▶ **TASK**: Nothing but the exact text of the entries should appear in your answer; pictures stay out.

---------------

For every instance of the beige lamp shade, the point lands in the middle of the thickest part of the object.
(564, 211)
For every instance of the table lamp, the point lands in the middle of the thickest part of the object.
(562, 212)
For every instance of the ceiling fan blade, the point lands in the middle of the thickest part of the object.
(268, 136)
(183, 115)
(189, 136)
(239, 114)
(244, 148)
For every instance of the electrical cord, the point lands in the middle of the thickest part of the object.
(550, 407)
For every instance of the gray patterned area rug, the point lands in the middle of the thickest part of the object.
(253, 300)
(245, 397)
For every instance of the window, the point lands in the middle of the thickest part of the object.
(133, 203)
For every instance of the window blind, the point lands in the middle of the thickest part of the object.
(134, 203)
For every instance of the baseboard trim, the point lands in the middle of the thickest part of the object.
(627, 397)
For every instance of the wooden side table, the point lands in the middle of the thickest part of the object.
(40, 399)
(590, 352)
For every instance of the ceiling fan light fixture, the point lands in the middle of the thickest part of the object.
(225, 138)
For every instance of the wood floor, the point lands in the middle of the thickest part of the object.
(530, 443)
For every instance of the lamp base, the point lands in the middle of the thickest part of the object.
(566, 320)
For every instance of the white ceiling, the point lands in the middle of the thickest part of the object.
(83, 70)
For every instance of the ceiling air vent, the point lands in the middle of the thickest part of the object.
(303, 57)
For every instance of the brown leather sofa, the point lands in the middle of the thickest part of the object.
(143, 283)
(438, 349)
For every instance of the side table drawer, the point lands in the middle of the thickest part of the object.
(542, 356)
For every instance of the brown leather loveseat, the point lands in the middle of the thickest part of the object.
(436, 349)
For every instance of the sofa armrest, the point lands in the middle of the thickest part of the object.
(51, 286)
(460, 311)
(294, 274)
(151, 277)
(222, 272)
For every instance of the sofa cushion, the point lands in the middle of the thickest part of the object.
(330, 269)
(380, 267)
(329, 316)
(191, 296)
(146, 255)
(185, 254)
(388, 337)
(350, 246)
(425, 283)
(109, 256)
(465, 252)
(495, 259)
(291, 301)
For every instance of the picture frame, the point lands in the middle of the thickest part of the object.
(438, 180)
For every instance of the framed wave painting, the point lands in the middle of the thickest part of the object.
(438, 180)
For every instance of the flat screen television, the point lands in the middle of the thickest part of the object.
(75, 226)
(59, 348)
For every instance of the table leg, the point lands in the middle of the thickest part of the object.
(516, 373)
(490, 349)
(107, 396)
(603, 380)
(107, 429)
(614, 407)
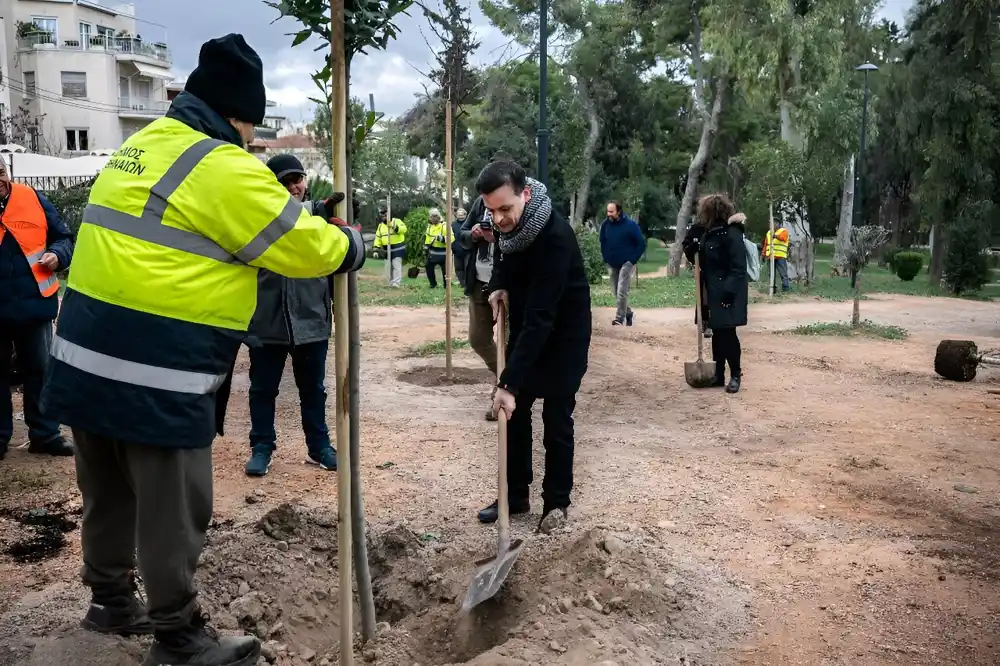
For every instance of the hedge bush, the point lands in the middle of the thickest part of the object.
(593, 262)
(907, 265)
(416, 233)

---------------

▶ **RESULT FOR THIS EXERCISE**:
For every instance of the beige lamp shade, the point lands in the middle of the thickest part of the object.
(564, 211)
For every instance of the table lamp, the point lands in the middle of the thickest part of the object.
(562, 212)
For every instance of the ceiling fan blade, the point lands in the middle of the thickest part of the object.
(268, 136)
(183, 115)
(189, 136)
(239, 114)
(244, 148)
For every instance of the electrical cord, the point lands in the middle of the thickest part of the object.
(550, 407)
For every instance of the gray patterned area rug, the point lands in the middle of the thickest part of the object.
(253, 300)
(245, 397)
For every instance of the window, the point lands in the middle of the thickest part of the object.
(133, 203)
For every instance of the window blind, the point lands in the middle of the thickest part of the object.
(134, 203)
For every instance of the baseboard trim, the point lands in the middle of the thickest part of the object.
(627, 397)
For every instance of the wooden side table, the point lands in the middle of the thickest part of the object.
(40, 399)
(590, 352)
For every instance of the ceiling fan light fixture, the point lands in the middle of the thickest part of the object.
(225, 138)
For every instance of the wood floor, the point lands in the middle of the thickest part of the object.
(530, 443)
For every instance of the lamp base, the point lands in the middle of the thickest part of the object.
(566, 320)
For every instance of the white ceiling, the point lands in the middle of the thickest part of the object.
(83, 70)
For every instance of the ceiling air vent, the point lands in the middle of the thickest part of the object.
(303, 57)
For every instance of the brown leather sofa, the point lands in the middle of the thickest part of the object.
(143, 283)
(438, 349)
For every instance of the side table drawer, the point lands in the middle of the thickest part of the object.
(542, 356)
For every instance of the brown leather loveseat, the point lands in the middle of the thickest part of the object.
(436, 349)
For every instance of the sofa armrest, the point lands in the middle of the thickest part of the object.
(51, 286)
(460, 311)
(294, 274)
(151, 277)
(222, 272)
For every instance of the sofa cushion, the point lands in the middle of the thickest part of the object.
(330, 269)
(380, 267)
(329, 316)
(191, 296)
(146, 255)
(185, 254)
(388, 337)
(350, 246)
(425, 283)
(109, 256)
(465, 252)
(495, 259)
(291, 301)
For every instance of the picture frame, the point lands in the middle of the thickest part of the object.
(438, 180)
For every instance of the framed wave painting, the point lands in the middle of the thickest part of the object.
(438, 180)
For every instance of the flat screen television, the point lands in the middle of the thickest part of the object.
(75, 226)
(59, 348)
For every instance of the table leg, the point lands in the middle of the thickest part of the object.
(516, 373)
(490, 349)
(107, 396)
(603, 380)
(107, 429)
(614, 407)
For every instance of the hedge bush, the point lands in the middle of the thickest part of the object.
(593, 262)
(907, 265)
(416, 233)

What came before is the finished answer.